## ENTRIES PROVIDED
[start]

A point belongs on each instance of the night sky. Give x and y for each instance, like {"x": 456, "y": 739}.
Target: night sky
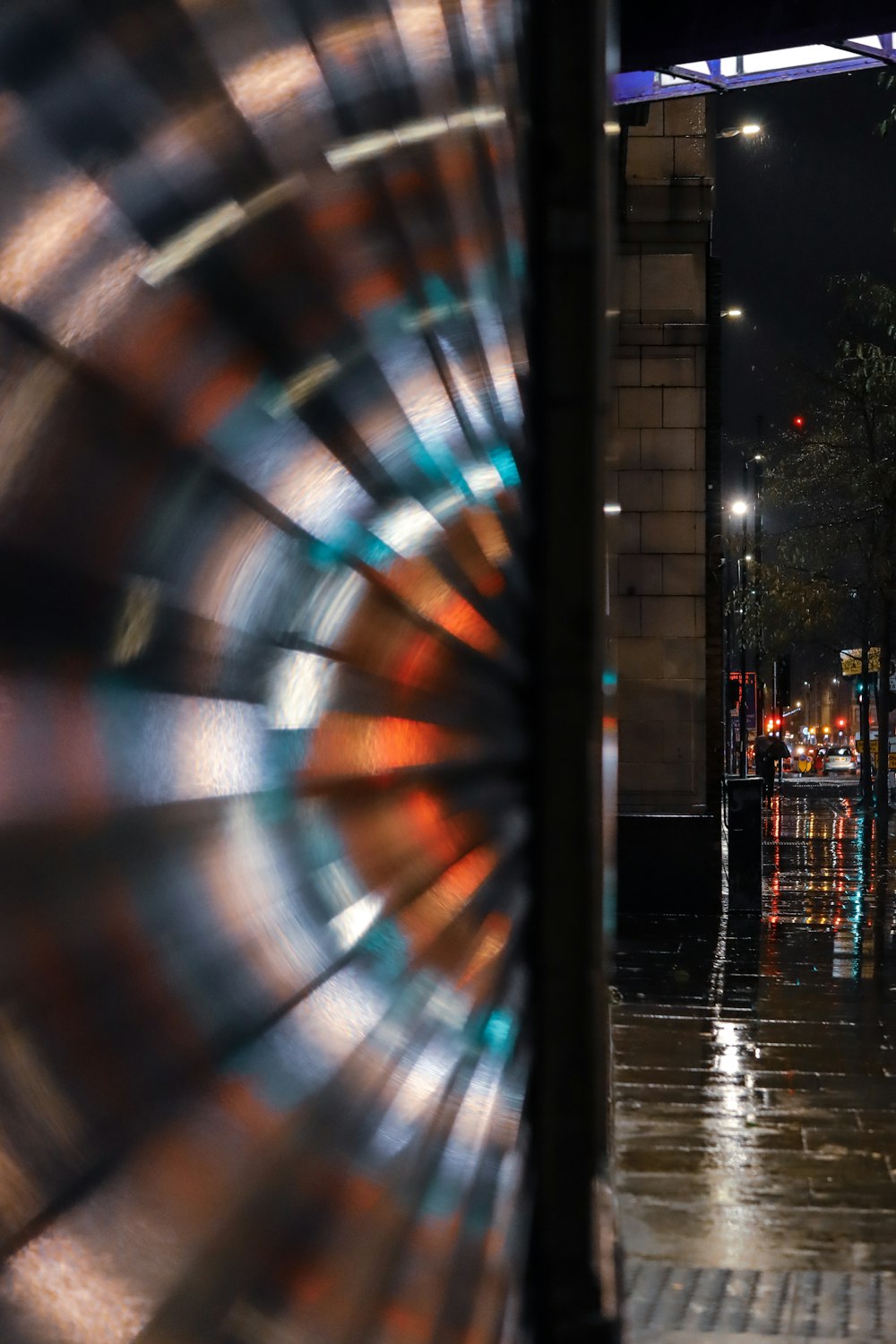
{"x": 814, "y": 195}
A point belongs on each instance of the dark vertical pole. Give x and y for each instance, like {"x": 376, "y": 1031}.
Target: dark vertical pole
{"x": 719, "y": 720}
{"x": 758, "y": 481}
{"x": 573, "y": 1295}
{"x": 745, "y": 588}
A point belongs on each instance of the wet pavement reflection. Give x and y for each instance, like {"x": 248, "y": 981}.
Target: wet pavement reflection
{"x": 755, "y": 1131}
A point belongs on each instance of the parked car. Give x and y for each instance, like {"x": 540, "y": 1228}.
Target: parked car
{"x": 840, "y": 761}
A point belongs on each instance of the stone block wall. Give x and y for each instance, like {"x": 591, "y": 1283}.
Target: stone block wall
{"x": 659, "y": 467}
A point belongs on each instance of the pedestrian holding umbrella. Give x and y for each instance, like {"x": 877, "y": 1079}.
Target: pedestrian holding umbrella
{"x": 769, "y": 752}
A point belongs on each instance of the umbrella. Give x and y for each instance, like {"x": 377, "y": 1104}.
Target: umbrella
{"x": 775, "y": 747}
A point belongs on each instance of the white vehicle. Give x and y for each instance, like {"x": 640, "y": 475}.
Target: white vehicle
{"x": 840, "y": 761}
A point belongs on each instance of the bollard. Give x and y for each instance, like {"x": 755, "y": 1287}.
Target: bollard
{"x": 745, "y": 844}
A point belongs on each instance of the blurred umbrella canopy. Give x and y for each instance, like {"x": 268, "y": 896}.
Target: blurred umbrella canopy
{"x": 261, "y": 698}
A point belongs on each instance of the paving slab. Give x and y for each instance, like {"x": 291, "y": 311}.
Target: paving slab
{"x": 755, "y": 1109}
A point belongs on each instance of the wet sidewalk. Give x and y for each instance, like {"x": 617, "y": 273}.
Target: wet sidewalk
{"x": 754, "y": 1093}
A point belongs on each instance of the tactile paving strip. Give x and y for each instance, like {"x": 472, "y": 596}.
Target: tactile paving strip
{"x": 737, "y": 1301}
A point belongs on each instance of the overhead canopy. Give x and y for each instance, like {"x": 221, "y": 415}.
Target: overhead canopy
{"x": 668, "y": 53}
{"x": 654, "y": 35}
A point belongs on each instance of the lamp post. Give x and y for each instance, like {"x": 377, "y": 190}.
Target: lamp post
{"x": 750, "y": 128}
{"x": 740, "y": 508}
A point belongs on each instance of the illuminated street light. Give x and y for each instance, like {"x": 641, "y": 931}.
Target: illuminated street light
{"x": 750, "y": 128}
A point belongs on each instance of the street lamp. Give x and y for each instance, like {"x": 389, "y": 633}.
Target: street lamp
{"x": 740, "y": 508}
{"x": 750, "y": 128}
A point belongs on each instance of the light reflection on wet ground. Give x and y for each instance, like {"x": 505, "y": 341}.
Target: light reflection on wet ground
{"x": 754, "y": 1077}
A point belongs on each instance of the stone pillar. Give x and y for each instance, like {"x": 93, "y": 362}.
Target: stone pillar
{"x": 659, "y": 575}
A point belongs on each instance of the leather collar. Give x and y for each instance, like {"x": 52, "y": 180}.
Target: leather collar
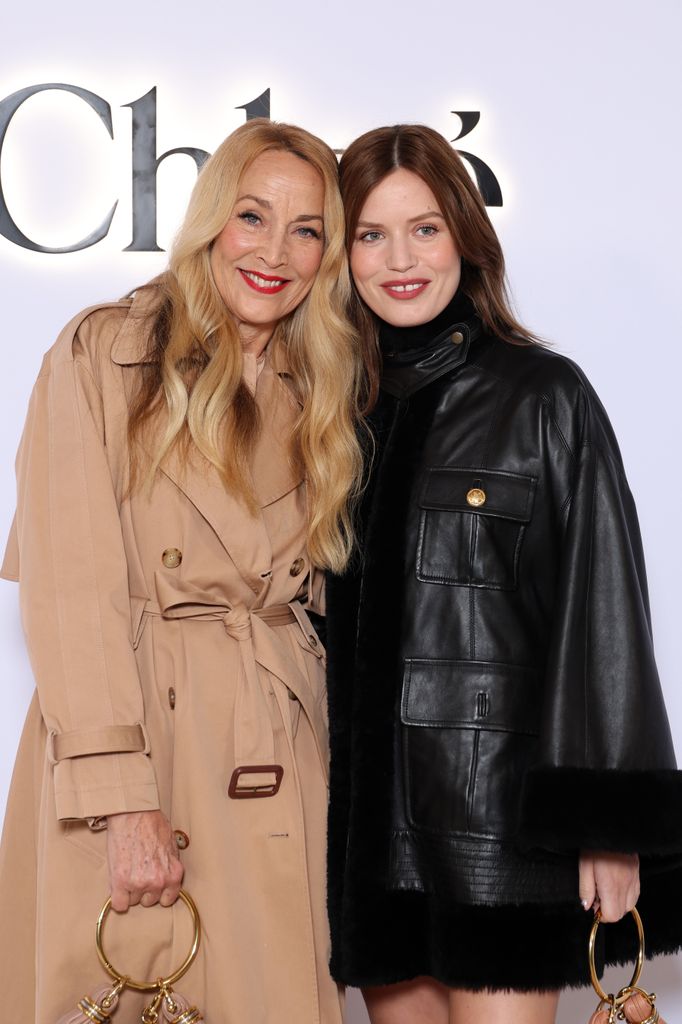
{"x": 405, "y": 373}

[end]

## WRITTEN INSTRUCTION
Can you reproduce the listing above word for word, starting at the line that contains "A point belongs on each instance of the light" and ending at the end of the listing? Leave the pictures out.

## SOLUTION
A point belongs on each instance of the light reflection on wet ground. Give x and y for each instance, like {"x": 505, "y": 341}.
Target: light reflection on wet ground
{"x": 754, "y": 1077}
A point belongs on each instance of the stone pillar. Give x and y for each instance, like {"x": 93, "y": 362}.
Target: stone pillar
{"x": 659, "y": 575}
A point belongs on each instance of the leather collar. Give x and y for each instance, like {"x": 52, "y": 180}.
Target: leather collar
{"x": 405, "y": 373}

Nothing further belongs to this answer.